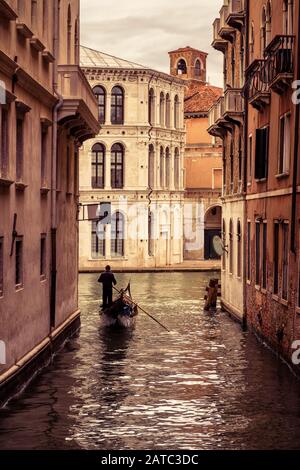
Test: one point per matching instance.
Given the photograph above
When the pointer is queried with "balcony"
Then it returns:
(236, 14)
(257, 84)
(7, 10)
(218, 43)
(280, 63)
(79, 113)
(234, 106)
(226, 31)
(216, 119)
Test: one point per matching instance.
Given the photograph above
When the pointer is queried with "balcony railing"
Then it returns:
(280, 62)
(236, 14)
(80, 109)
(226, 31)
(257, 84)
(218, 43)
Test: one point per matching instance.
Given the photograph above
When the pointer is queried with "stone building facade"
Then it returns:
(202, 156)
(273, 211)
(133, 167)
(226, 121)
(47, 110)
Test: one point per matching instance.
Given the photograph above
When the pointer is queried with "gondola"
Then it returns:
(123, 311)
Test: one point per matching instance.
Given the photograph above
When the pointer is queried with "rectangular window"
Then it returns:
(250, 156)
(43, 256)
(68, 171)
(276, 259)
(1, 265)
(257, 253)
(98, 240)
(44, 150)
(265, 241)
(284, 144)
(4, 142)
(249, 251)
(19, 149)
(285, 260)
(262, 153)
(19, 262)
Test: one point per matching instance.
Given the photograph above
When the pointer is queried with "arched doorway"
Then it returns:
(212, 227)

▸ **Short exercise**
Write out every line of the listing above exactly as it appears, leaving out the pictures.

▸ **In response**
Test: one point per matching instance.
Given the photograph above
When the pointer is queried with "balcony"
Then it returns:
(236, 14)
(257, 84)
(7, 10)
(218, 43)
(280, 63)
(79, 113)
(234, 106)
(226, 31)
(216, 119)
Test: one point per matching instance.
Given the photograph above
When the pointer is queried with "balcony railing"
Then it returns:
(280, 62)
(236, 14)
(80, 109)
(226, 31)
(257, 84)
(218, 43)
Test: one point per matching instance.
Given the photograph above
When the pointer is queried with "stone building facade"
Then it returns:
(202, 156)
(273, 211)
(133, 167)
(226, 121)
(47, 110)
Test: one point per matching instance.
Given the photograph above
When the pointer is queried with "gondola"
Then it returns:
(123, 311)
Test: one point per matching instance.
Given the photograph above
When the pointer is queried with "rectangular window"
Then it returns:
(250, 156)
(43, 256)
(68, 171)
(276, 259)
(1, 265)
(257, 253)
(98, 240)
(44, 150)
(265, 241)
(284, 144)
(4, 142)
(249, 251)
(19, 149)
(285, 260)
(262, 153)
(19, 262)
Test: one point per matching instance.
Given the photograph above
When the pointer is queried with "arched doorway"
Then it returns:
(212, 227)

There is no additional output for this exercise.